Quoted text:
(begin)

Betti numbers of nearly \(G_2\) and nearly Kähler 6-manifolds with Weyl curvature bounds

Abstract

In this paper we use the Weitzenböck formulas to get information about the Betti numbers of compact nearly \(G_2\) and compact nearly Kähler 6-manifolds. First, we establish estimates on two curvature-type self adjoint operators on particular spaces assuming bounds on the sectional curvature. Then using the Weitzenböck formulas on harmonic forms, we get results of the form: if certain lower bounds hold for these curvature operators then certain Betti numbers are zero. Finally, we combine both steps above to get sufficient conditions of vanishing of certain Betti numbers based on the bounds on the sectional curvature.

Apendix

Here we include the proof of Proposition 5.3 which says that the following identities hold:

$$\begin{aligned}{} & {} \bullet ~\psi ^{+}_{ijk} \omega _{ak} = -\psi ^{-}_{ija}.{} \end{aligned}$$

(7.1)

$$\begin{aligned}{} & {} \bullet ~\psi ^{-}_{ijk} \omega _{ak} = \psi ^{+}_{ija}.{}\end{aligned}$$

(7.2)

$$\begin{aligned}{} & {} \bullet ~\psi ^{+}_{ijk} \omega _{jk} = 0 =\psi ^{-}_{ijk} \omega _{jk}.{}\end{aligned}$$

(7.3)

$$\begin{aligned}{} & {} \bullet ~\psi ^{+}_{ijk} \psi ^{+}_{abk} = \delta _{ia} \delta _{jb}-\delta _{ib} \delta _{ja} - \omega _{ia} \omega _{jb} +\omega _{ib} \omega _{ja}.{}\end{aligned}$$

(7.4)

$$\begin{aligned}{} & {} \bullet ~\psi ^{+}_{ijk} \psi ^{+}_{ajk} = 4 \delta _{ik}.\text { (contraction of the previous one)}{}\end{aligned}$$

(7.5)

$$\begin{aligned}{} & {} \bullet ~\psi ^{+}_{ijk} \psi ^{-}_{abk} = \delta _{ia} \omega _{jb}+\delta _{jb} \omega _{ia}-\delta _{ib} \omega _{ja}-\delta _{ja} \omega _{ib}.{}\end{aligned}$$

(7.6)

$$\begin{aligned}{} & {} \bullet ~\psi ^{+}_{ijk} \psi ^{-}_{ajk} = 4 \omega _{ia}.\text { (contraction of the previous one)}{}\end{aligned}$$

(7.7)

$$\begin{aligned}{} & {} \bullet ~\psi ^{-}_{ijk} \psi ^{-}_{abk} = \delta _{ia} \delta _{jb}-\delta _{ib} \delta _{ja} - \omega _{ia} \omega _{jb} +\omega _{ib} \omega _{ja}. (same as \psi ^{+}_{ijk} \psi ^{+}_{abk}){}\end{aligned}$$

(7.8)

(end)

Detection examples
(begin)

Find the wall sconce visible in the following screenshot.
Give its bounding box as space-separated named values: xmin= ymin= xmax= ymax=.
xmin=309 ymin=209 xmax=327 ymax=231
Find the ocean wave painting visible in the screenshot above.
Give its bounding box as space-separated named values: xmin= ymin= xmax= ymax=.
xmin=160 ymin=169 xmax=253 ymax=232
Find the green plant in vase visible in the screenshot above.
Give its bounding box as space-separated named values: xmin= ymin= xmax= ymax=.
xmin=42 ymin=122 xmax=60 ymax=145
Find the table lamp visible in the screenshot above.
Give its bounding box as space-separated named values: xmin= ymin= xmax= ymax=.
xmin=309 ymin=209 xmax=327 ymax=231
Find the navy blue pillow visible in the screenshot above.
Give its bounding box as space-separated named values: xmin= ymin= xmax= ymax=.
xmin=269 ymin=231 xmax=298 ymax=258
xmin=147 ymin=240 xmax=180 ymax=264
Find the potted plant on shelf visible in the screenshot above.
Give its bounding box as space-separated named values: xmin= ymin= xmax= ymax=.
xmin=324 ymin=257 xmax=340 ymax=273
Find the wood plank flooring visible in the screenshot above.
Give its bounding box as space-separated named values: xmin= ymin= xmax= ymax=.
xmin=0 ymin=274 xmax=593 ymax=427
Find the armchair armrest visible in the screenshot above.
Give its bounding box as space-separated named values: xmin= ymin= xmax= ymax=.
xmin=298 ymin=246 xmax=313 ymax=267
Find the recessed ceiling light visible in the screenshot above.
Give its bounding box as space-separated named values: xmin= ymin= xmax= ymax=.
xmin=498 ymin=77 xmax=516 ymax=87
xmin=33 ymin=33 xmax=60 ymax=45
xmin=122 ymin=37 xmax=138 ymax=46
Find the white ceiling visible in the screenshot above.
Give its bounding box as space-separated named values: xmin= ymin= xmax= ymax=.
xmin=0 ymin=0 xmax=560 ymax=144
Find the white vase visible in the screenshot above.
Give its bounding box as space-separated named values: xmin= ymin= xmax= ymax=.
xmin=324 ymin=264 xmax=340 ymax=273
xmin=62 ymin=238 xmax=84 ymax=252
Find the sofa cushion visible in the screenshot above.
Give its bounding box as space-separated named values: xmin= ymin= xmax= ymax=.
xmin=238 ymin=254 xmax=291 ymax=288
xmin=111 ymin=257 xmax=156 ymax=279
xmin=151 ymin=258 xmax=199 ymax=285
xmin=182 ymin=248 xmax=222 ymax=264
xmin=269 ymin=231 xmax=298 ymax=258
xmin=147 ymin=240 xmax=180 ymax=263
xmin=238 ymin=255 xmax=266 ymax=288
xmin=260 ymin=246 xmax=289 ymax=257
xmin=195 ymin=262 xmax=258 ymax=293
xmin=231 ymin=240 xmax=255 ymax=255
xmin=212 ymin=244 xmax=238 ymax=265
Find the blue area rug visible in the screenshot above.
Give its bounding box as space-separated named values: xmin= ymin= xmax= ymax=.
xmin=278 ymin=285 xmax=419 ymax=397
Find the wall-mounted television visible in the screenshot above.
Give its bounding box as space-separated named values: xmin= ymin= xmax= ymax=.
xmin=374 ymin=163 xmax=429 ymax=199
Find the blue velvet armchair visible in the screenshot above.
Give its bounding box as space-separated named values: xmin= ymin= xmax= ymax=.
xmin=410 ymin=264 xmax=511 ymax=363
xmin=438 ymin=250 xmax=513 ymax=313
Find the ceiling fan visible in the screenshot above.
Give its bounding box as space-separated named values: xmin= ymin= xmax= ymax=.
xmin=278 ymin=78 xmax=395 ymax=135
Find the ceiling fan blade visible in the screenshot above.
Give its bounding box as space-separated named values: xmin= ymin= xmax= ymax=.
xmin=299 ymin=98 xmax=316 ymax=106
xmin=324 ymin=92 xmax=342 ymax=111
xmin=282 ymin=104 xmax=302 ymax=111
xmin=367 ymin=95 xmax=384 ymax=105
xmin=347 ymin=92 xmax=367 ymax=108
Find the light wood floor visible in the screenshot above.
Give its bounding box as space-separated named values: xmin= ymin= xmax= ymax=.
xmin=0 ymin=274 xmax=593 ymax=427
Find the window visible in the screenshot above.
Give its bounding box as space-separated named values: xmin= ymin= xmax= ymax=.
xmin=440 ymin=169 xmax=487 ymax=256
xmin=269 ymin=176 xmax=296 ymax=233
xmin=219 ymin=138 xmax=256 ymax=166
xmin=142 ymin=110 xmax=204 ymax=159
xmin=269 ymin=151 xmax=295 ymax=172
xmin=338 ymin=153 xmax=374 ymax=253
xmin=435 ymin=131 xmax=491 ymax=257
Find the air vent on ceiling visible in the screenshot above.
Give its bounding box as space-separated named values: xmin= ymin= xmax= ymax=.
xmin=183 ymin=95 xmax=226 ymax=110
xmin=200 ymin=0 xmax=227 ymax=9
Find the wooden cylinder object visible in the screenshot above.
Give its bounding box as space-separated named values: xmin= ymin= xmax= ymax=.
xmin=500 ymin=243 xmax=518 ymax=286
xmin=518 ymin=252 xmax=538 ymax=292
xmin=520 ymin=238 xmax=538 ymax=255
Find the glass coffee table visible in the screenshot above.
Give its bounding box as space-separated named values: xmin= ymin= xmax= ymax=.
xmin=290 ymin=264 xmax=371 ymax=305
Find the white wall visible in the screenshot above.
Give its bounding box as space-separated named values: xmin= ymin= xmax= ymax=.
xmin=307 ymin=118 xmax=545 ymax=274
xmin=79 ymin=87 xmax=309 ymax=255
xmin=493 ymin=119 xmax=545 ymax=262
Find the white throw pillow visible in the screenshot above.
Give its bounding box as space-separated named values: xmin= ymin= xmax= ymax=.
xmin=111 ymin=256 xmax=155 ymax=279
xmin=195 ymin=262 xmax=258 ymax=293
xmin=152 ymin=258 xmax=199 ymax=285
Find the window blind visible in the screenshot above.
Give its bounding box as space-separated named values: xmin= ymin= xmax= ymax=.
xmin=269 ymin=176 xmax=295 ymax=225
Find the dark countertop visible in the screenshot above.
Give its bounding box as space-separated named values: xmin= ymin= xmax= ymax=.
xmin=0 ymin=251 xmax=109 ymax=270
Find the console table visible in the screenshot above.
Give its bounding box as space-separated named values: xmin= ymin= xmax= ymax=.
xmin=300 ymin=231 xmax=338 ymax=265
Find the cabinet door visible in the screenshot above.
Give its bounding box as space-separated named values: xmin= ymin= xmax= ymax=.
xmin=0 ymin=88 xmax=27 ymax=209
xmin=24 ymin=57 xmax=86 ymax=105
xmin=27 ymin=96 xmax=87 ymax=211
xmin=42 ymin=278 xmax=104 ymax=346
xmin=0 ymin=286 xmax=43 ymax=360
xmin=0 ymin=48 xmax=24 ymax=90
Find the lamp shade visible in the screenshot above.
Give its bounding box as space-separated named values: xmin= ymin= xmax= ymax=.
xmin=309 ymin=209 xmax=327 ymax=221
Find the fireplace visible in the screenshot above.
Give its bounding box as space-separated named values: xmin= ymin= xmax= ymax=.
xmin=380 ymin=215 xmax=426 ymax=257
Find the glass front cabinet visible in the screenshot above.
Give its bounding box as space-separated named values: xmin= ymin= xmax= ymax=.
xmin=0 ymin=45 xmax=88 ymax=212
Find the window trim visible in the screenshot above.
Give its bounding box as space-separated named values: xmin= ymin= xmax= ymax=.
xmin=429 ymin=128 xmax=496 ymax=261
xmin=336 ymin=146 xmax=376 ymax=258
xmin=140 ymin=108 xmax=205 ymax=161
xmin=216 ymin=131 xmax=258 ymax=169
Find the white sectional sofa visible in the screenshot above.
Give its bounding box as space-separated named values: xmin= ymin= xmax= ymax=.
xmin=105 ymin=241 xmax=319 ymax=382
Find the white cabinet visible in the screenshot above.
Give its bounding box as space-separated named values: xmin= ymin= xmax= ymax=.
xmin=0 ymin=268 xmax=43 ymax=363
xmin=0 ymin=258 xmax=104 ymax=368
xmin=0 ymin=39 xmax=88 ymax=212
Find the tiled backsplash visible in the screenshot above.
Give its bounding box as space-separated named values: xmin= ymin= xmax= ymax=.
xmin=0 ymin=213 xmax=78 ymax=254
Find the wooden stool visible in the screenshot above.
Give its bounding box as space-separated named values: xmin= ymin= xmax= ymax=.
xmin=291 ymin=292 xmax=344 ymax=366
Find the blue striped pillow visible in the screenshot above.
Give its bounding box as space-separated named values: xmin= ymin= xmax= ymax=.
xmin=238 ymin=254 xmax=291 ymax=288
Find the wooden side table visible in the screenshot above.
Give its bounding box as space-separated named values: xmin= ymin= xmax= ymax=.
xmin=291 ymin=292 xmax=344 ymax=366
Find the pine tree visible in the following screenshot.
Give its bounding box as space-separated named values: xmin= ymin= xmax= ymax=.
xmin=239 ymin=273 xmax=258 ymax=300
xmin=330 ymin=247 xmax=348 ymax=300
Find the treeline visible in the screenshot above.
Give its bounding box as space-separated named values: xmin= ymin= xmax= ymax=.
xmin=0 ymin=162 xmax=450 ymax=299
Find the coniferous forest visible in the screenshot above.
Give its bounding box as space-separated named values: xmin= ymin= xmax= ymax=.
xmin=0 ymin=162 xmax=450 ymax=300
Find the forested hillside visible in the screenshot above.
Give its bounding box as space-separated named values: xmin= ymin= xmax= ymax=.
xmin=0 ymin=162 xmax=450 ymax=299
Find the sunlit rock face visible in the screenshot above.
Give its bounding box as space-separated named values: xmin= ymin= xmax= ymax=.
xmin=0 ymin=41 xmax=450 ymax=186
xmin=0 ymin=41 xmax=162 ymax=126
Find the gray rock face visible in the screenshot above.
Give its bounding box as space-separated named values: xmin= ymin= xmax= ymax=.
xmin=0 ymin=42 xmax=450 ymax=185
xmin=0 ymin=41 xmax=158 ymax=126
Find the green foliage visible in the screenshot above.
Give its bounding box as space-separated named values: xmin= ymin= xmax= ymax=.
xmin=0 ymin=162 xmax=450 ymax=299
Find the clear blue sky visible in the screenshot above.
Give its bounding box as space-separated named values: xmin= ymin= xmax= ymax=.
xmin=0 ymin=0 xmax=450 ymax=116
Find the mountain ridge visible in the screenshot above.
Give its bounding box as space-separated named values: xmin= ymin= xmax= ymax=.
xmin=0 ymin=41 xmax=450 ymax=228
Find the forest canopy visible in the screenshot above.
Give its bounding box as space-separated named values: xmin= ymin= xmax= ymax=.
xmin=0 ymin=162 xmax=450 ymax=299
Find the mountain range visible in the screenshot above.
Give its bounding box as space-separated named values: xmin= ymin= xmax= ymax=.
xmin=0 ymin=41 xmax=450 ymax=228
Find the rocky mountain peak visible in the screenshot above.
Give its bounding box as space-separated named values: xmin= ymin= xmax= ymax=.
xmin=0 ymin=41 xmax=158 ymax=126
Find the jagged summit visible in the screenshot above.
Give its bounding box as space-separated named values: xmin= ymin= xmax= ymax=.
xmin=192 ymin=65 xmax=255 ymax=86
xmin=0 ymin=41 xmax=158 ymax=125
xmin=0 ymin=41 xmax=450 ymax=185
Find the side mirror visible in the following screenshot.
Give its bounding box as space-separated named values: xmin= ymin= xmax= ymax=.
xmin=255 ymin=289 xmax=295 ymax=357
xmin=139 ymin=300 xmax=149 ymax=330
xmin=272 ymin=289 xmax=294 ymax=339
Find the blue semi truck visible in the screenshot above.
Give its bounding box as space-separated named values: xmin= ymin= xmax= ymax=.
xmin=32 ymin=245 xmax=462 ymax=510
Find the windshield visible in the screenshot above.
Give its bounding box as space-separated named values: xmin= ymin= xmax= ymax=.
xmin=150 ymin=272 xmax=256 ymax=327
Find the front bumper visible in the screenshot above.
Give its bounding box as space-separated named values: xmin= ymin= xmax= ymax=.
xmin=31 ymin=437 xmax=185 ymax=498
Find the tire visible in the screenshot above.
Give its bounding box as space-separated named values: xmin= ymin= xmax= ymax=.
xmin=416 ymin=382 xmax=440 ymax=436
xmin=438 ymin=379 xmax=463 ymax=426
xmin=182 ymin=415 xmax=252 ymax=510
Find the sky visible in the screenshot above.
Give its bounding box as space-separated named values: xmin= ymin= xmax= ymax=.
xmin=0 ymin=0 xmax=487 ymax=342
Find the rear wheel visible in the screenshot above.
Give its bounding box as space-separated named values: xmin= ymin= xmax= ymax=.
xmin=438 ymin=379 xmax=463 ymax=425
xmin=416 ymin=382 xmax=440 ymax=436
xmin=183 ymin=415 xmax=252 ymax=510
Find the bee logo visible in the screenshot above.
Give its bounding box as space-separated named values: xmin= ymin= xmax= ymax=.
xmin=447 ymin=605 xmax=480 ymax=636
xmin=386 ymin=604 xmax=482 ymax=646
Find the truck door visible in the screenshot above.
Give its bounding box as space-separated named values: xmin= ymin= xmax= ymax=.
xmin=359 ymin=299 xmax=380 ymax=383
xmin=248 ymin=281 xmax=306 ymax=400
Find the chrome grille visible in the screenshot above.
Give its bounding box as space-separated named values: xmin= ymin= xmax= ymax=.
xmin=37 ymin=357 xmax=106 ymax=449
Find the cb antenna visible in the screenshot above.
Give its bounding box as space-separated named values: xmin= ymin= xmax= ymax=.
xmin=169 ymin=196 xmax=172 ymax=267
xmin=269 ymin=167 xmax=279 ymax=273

(end)

Work instructions:
In the abstract on Betti numbers of nearly G2 and nearly Kähler 6-manifolds, which formulas supply the information about the Betti numbers?

Response below:
The Weitzenböck formulas.